* **Work instructions**
Beginning with the line that contains "Where can you spot the white lower", extract each line through the end of the listing below, with no additions or omissions.
Start of Input
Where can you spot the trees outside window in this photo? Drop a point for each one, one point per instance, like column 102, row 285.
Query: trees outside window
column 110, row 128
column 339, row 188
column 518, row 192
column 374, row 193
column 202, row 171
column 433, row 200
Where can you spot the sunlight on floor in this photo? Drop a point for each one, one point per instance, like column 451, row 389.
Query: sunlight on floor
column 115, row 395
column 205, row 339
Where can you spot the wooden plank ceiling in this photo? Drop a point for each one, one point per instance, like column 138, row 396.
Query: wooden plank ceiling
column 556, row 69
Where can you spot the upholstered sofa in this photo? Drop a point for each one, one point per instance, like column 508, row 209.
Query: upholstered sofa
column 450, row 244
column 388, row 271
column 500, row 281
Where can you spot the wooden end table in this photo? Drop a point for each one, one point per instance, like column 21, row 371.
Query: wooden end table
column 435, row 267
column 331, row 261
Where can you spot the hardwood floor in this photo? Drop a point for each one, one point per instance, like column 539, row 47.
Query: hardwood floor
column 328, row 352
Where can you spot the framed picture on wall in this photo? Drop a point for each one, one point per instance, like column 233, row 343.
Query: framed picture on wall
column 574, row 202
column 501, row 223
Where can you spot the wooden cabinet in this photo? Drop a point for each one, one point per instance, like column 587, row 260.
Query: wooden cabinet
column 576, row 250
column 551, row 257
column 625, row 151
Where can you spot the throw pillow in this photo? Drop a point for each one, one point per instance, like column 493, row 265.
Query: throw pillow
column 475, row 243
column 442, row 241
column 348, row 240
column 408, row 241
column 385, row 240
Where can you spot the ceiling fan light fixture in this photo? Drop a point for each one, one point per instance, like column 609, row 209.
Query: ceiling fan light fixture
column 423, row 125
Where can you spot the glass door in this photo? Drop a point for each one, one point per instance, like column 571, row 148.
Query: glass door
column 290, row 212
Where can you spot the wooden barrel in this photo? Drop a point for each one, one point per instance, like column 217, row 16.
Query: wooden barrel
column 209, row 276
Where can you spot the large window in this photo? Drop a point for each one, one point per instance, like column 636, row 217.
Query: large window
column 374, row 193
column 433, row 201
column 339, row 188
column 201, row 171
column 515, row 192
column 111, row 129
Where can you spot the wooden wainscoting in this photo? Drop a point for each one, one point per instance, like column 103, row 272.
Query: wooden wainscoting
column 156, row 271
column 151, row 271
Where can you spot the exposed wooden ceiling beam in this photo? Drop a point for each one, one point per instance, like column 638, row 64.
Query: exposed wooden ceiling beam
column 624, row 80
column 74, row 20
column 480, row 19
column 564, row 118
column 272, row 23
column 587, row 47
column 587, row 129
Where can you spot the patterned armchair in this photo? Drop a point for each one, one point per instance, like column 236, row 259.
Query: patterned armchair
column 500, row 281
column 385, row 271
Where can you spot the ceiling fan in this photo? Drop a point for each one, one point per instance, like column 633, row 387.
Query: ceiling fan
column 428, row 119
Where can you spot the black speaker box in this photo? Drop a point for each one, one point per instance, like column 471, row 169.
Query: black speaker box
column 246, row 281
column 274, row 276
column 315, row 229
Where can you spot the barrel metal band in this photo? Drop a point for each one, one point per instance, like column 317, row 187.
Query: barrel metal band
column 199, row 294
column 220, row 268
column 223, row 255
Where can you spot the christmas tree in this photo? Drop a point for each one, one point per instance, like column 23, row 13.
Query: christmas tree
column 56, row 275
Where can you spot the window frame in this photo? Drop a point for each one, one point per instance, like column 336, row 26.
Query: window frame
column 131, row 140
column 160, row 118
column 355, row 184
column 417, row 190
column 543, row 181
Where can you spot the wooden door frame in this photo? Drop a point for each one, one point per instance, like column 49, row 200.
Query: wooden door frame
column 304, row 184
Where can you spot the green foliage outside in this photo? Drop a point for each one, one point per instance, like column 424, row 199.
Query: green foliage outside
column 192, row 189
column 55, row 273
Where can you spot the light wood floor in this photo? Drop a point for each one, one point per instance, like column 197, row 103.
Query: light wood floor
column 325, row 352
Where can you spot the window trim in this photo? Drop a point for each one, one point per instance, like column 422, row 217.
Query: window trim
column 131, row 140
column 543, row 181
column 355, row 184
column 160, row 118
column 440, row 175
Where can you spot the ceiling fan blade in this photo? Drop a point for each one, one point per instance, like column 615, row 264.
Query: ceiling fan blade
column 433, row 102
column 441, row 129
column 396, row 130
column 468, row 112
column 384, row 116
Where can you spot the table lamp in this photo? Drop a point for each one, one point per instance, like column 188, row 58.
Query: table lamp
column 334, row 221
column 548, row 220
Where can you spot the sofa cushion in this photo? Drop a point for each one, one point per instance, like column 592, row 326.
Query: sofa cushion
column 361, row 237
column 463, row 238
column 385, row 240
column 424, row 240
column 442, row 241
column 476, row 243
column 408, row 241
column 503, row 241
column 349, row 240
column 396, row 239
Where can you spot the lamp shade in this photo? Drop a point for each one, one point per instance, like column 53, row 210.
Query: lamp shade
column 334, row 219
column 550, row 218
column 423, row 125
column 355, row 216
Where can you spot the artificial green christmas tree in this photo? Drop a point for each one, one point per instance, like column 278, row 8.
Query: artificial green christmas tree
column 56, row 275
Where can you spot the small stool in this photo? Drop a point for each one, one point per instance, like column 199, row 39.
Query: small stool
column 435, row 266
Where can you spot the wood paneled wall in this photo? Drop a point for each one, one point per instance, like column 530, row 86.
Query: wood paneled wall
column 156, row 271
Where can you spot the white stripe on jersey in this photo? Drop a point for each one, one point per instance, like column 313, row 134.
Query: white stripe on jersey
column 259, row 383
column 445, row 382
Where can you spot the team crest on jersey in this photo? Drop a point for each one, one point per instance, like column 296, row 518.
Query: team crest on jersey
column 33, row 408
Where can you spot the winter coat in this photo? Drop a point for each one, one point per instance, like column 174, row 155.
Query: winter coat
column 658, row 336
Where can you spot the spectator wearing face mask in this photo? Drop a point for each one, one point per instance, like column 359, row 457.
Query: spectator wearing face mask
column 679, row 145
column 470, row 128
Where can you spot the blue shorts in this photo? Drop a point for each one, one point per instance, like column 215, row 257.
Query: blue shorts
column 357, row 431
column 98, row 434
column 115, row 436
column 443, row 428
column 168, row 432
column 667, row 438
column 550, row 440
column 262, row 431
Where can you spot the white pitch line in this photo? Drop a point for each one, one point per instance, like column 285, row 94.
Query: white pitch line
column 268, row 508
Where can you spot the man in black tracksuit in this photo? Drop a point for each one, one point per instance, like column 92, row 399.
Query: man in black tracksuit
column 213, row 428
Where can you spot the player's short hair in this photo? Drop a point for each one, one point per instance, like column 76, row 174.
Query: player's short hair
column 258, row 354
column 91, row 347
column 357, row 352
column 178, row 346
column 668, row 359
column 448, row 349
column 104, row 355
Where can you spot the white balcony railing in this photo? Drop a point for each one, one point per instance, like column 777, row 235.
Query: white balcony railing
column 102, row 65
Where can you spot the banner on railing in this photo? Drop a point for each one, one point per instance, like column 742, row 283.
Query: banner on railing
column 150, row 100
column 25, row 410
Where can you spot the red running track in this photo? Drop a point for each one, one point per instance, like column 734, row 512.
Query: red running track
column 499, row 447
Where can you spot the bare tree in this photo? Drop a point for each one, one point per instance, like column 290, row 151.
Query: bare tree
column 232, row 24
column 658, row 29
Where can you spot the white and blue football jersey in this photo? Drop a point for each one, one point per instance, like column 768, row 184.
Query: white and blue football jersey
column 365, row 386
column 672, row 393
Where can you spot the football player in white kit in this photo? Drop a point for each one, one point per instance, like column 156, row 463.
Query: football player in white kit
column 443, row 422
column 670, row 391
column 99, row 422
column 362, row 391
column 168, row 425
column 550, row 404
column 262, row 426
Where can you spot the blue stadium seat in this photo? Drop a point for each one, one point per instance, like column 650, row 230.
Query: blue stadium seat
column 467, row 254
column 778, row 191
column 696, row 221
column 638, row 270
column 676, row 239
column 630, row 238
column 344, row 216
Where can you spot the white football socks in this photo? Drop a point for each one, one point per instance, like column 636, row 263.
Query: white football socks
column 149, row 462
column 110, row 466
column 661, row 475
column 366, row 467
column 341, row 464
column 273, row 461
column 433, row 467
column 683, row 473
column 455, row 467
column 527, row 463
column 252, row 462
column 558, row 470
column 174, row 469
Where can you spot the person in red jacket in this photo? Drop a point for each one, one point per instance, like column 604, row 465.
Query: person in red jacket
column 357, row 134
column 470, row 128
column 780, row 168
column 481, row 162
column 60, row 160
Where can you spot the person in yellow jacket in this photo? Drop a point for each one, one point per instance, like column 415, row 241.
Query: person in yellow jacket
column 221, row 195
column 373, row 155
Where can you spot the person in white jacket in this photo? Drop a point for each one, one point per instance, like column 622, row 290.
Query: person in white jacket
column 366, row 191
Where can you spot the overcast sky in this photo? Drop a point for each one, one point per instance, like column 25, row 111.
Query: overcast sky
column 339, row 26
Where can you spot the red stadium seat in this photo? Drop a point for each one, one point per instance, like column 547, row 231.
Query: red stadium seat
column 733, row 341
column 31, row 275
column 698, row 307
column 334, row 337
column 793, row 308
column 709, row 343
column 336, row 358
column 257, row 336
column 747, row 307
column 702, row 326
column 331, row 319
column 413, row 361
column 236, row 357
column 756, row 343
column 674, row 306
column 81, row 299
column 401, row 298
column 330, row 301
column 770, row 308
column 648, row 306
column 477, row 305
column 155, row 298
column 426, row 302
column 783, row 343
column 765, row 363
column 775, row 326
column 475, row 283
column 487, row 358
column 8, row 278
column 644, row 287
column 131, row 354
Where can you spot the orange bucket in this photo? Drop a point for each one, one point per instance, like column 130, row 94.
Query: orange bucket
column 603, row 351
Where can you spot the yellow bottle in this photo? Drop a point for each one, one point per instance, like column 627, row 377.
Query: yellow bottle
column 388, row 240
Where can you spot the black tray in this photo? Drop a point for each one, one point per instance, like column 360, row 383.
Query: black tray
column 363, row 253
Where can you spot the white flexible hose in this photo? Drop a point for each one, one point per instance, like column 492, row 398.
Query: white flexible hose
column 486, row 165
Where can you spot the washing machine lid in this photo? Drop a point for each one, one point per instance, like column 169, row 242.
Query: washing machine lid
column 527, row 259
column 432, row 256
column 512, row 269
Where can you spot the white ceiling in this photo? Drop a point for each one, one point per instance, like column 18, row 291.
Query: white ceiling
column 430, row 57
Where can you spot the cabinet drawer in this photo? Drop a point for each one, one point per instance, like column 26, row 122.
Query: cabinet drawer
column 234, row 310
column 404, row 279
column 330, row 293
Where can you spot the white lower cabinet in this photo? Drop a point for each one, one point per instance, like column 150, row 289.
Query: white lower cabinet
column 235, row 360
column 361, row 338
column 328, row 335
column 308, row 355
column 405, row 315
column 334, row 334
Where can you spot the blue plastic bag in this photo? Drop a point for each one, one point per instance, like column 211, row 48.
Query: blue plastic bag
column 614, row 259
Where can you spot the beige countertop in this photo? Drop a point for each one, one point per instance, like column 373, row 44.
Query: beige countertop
End of Input
* **Result**
Where can you spot the white lower cabinet in this photo? Drop a point for each one, one point per instance, like column 150, row 289.
Query: white lower cabinet
column 235, row 360
column 361, row 338
column 328, row 335
column 308, row 355
column 405, row 315
column 334, row 334
Where can you spot the blue plastic bag in this photo? Drop a point for each one, one point per instance, like column 211, row 48.
Query: blue plastic bag
column 614, row 259
Where can you spot the beige countertop in this photo? Drop a point for each one, one point per instance, like column 373, row 44.
Query: beige countertop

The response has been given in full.